--- Challenge ---
Render every line of the listing below as a numbered list, skipping blank lines and leaving out the pictures.

--- Object pointing dataset rows ---
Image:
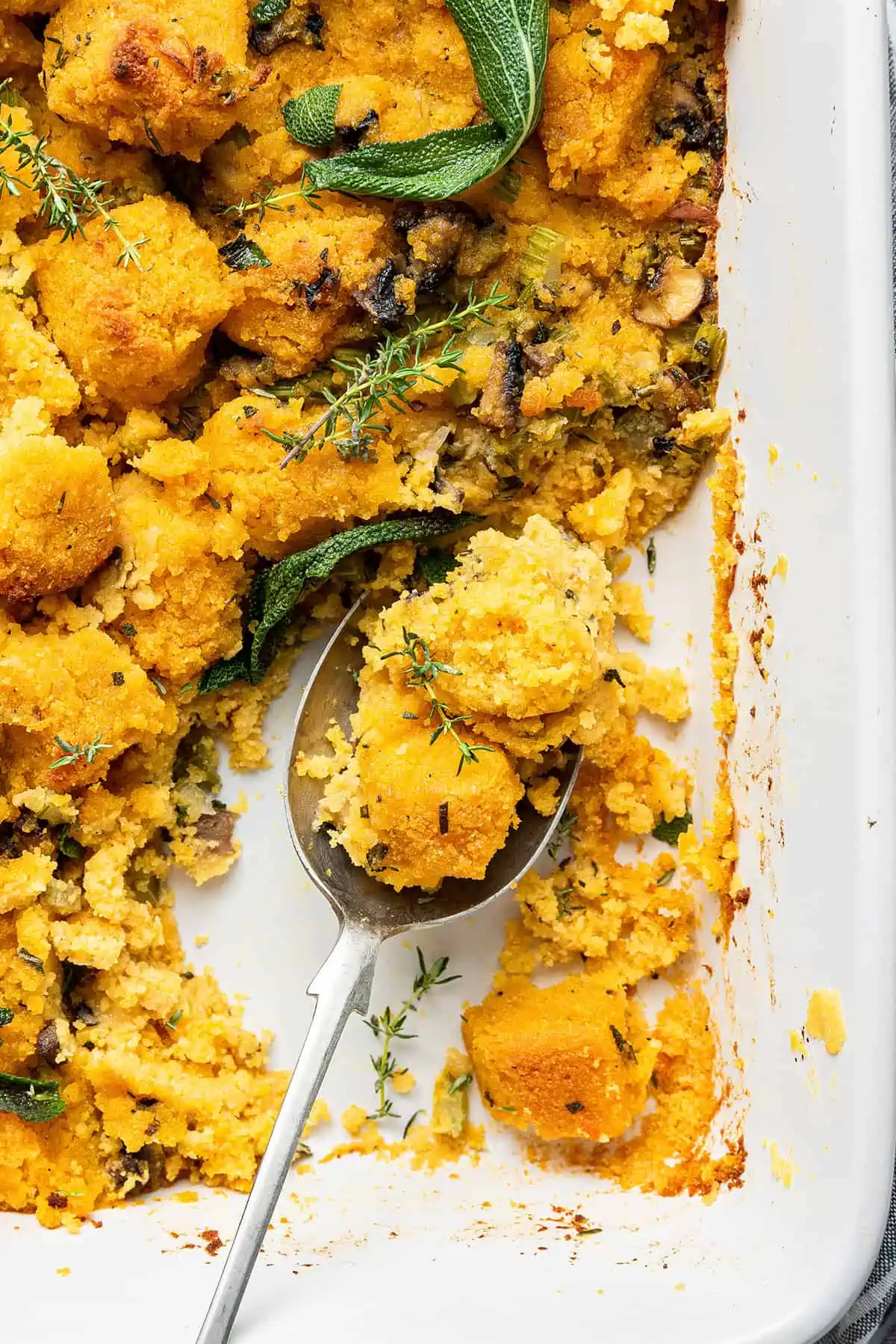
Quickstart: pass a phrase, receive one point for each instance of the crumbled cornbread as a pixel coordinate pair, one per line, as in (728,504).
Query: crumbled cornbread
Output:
(160,353)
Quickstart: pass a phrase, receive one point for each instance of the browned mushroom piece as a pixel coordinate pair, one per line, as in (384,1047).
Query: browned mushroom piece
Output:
(672,294)
(217,831)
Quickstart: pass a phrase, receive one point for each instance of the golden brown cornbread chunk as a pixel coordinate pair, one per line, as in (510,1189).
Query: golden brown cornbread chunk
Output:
(147,72)
(57,512)
(402,809)
(573,1061)
(134,336)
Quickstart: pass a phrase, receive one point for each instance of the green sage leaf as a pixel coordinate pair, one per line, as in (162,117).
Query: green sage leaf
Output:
(242,253)
(276,590)
(669,831)
(508,45)
(311,119)
(430,168)
(30,1098)
(437,565)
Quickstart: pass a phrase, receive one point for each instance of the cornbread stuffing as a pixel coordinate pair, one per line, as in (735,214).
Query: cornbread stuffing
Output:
(233,400)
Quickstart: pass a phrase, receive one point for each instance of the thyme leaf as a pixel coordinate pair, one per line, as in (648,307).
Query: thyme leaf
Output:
(390,1026)
(66,200)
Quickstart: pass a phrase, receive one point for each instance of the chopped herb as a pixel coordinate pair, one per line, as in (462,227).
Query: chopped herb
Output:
(564,908)
(450,1103)
(242,254)
(152,139)
(74,752)
(390,1027)
(561,834)
(67,846)
(625,1049)
(276,590)
(31,1100)
(507,42)
(671,831)
(422,672)
(435,565)
(267,10)
(375,856)
(66,200)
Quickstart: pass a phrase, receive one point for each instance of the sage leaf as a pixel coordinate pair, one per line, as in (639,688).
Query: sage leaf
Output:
(30,1098)
(437,565)
(508,46)
(669,831)
(311,119)
(242,253)
(276,589)
(267,10)
(430,168)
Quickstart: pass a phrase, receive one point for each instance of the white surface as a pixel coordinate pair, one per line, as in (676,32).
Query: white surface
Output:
(808,308)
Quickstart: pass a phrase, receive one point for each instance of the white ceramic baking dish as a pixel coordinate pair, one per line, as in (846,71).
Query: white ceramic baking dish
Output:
(374,1251)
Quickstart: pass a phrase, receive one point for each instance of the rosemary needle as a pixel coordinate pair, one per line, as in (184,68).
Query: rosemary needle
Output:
(67,200)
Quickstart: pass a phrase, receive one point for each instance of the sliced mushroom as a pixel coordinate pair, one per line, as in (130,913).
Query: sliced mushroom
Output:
(217,831)
(500,403)
(675,292)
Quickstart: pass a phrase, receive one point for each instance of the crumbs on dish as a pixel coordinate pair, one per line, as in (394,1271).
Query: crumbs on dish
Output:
(234,397)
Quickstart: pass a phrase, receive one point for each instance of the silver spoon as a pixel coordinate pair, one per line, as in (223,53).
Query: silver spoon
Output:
(368,913)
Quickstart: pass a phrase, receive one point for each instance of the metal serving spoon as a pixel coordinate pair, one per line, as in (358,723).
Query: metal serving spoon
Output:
(368,913)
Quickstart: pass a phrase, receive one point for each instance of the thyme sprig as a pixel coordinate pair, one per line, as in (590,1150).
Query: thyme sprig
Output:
(385,377)
(388,1027)
(67,200)
(272,198)
(73,752)
(423,671)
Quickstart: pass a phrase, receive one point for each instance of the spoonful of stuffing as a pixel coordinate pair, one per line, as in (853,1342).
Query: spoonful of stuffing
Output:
(430,765)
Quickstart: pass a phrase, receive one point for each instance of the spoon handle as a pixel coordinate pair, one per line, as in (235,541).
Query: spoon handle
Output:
(341,987)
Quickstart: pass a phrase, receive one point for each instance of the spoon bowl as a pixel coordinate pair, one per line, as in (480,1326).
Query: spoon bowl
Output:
(368,913)
(329,698)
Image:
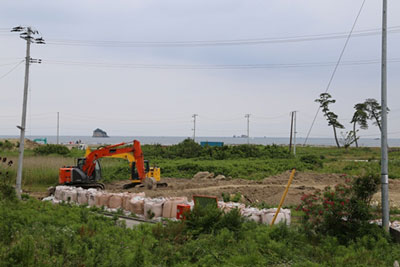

--- Exercise solution ---
1. Image:
2. Quickstart: pass a phrase, receive one point for each instance of the crumbled cornbread as a pixel coordinate pair, one per line, as in (728,504).
3. Query: crumbled cornbread
4. Output:
5. (160,353)
6. Quickstart: pass a phrase, receive one point for each instance of the browned mushroom piece as a pixel coordinate pair, one per line, as in (384,1047).
7. Query: browned mushroom piece
8. Output:
9. (672,294)
10. (217,831)
11. Quickstart: pass a phrase, receive one point for each instance of the golden brown cornbread chunk as a pixel coordinate pair, one per line, as in (510,1189).
12. Query: golden brown cornbread chunk
13. Output:
14. (147,72)
15. (57,512)
16. (402,809)
17. (573,1061)
18. (134,336)
19. Quickstart: pass a phrase, receive one point for each instance of the green sage leaf as a pixel coordinate pair, one per line, as in (162,117).
20. Query: green sage leaf
21. Output:
22. (242,253)
23. (276,590)
24. (669,831)
25. (508,45)
26. (311,119)
27. (430,168)
28. (30,1098)
29. (437,565)
30. Quickstart: pass a phrase, receive one point for each instance of the cornbread stuffing as a pixel coordinate pair, one per line, as in (735,214).
31. Query: cornbread stuffing
32. Output:
33. (233,400)
34. Quickstart: pass a phrase, receive one point for each instance of the thyme leaf as a pixel coordinate pair, one per line, as in (648,307).
35. Query: thyme leaf
36. Output:
37. (390,1026)
38. (66,200)
39. Quickstart: pass a phrase, receive one point for each instance of the chopped herb as a pixel coordinate pair, one per line, as in (462,227).
40. Query: chopped herb
41. Output:
42. (564,908)
43. (450,1103)
44. (242,254)
45. (152,139)
46. (74,752)
47. (390,1027)
48. (561,834)
49. (67,846)
50. (625,1049)
51. (276,590)
52. (31,1100)
53. (507,42)
54. (671,831)
55. (422,672)
56. (435,565)
57. (267,10)
58. (375,856)
59. (66,200)
60. Quickstart: pass a phrase, receive one point for each instance of the sage leaf as a pixel coordinate pair, one per line, as in (639,688).
61. Query: sage leaf
62. Output:
63. (30,1098)
64. (437,565)
65. (508,46)
66. (669,831)
67. (311,119)
68. (242,253)
69. (276,589)
70. (267,10)
71. (430,168)
72. Quickstart: pass a phrase, receive one point for each instance of the white surface as a pixel coordinate pair, one per line, as in (676,32).
73. Query: white surface
74. Output:
75. (808,308)
76. Quickstart: pass a phrase, receive one point for each instance of the white ceramic baking dish as a pixel coordinate pair, one per line, as in (846,71).
77. Query: white ceramic baking dish
78. Output:
79. (374,1251)
80. Quickstart: pass a phrase, receive one point for each instance of the rosemary needle as a pixel coordinate pair, one per line, as in (184,68).
81. Query: rosemary needle
82. Output:
83. (67,200)
84. Quickstart: pass a phrase, receive one point for each instance of the sliced mushroom as a pixel coordinate pair, one per line, as in (130,913).
85. Query: sliced mushroom
86. Output:
87. (217,831)
88. (500,403)
89. (675,292)
90. Quickstart: pass a phrase, receive one point for each instance of the crumbs on dish as a pixel coordinate pair, one per line, as in (394,1271).
91. Query: crumbs on dish
92. Output:
93. (234,397)
94. Quickstart: pass a phrase, receive one point for each instance of the silver spoon as a pixel coordinate pair, one per line, as in (223,53).
95. Query: silver spoon
96. Output:
97. (368,913)
98. Quickstart: pass a phrase, receive one point for each instance of the metal serving spoon as a pixel coordinate pair, one per line, as in (358,723).
99. Query: metal serving spoon
100. Output:
101. (368,913)
102. Quickstart: pass a phrase, receive one point for each instance of the thyme sprig as a pixel coordinate pair, one per line, as in (590,1150).
103. Query: thyme sprig
104. Output:
105. (385,377)
106. (388,1027)
107. (67,200)
108. (272,198)
109. (73,752)
110. (423,671)
111. Quickstart: pass a phrase, receive one point for each instance of the spoonful of stuffing as a pixel coordinate pair, one per line, as in (853,1342).
112. Query: spoonful of stuffing
113. Output:
114. (430,765)
115. Quickstart: pass a phrase, receive one point for each instance of the spoon handle as a pixel coordinate pair, one per line, as in (235,541).
116. Query: spoon handle
117. Output:
118. (341,987)
119. Quickstart: pass a phrase, receive one point for each instance of the spoon bowl as a pixel coordinate pair, one per line, as in (480,1326).
120. Query: spoon bowl
121. Output:
122. (368,913)
123. (329,698)
124. Image:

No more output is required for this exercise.